**REQUIREMENT**. Copy the records below, changing each "zinnia" to "dahlia" and leaving everything else as it is.

**RECORDS TO PROCESS**.
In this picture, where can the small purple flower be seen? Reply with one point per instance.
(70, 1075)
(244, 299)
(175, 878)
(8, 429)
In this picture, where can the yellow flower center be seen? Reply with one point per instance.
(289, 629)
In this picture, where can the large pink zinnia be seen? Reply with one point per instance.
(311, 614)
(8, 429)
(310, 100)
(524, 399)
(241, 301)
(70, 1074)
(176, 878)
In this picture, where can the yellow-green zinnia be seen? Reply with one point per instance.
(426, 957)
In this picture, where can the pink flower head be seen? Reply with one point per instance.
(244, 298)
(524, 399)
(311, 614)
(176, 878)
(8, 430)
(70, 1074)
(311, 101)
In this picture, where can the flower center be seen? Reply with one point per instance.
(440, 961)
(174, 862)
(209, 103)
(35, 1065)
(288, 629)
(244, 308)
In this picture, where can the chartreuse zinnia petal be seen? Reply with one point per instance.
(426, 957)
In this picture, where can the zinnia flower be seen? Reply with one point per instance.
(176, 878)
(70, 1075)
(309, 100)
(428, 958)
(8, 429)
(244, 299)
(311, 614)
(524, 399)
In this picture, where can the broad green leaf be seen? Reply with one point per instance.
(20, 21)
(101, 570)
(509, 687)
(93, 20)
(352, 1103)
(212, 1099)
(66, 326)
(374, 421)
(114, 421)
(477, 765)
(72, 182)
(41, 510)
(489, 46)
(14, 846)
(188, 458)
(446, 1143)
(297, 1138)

**CORRECT RESULT**.
In this picture, where can the small purple flower be seen? Reply with one point per instance.
(70, 1075)
(244, 299)
(175, 878)
(8, 429)
In this picture, where can the yellow flower center be seen? Reply with one point per instance.
(289, 629)
In this picture, where can the large pink dahlia be seen? Reply with one point per instance.
(311, 614)
(8, 429)
(310, 100)
(524, 399)
(241, 301)
(70, 1074)
(176, 878)
In this picture, where can the yellow-green dahlia be seen? Reply with one point per instance.
(426, 957)
In this picture, where can the pink flower head be seen? Reply with one point per instance.
(244, 298)
(524, 399)
(311, 614)
(176, 878)
(8, 430)
(70, 1074)
(311, 101)
In this picture, where can the flower center be seen? Reply with one point per instance.
(440, 961)
(174, 862)
(209, 103)
(35, 1065)
(288, 629)
(244, 308)
In this picture, where can the chartreuse dahlia petal be seen? Reply with one point per instance.
(426, 957)
In this picture, where can the dahlia flower be seen? Reply with one point per instance.
(176, 878)
(70, 1075)
(309, 100)
(428, 958)
(8, 429)
(244, 299)
(311, 614)
(524, 399)
In this picture, where can the broad green leaf be seen? Reply with one point per instance.
(20, 21)
(101, 570)
(509, 687)
(93, 20)
(352, 1103)
(212, 1099)
(66, 326)
(374, 421)
(114, 421)
(477, 765)
(72, 182)
(41, 510)
(489, 46)
(14, 846)
(188, 458)
(446, 1143)
(297, 1138)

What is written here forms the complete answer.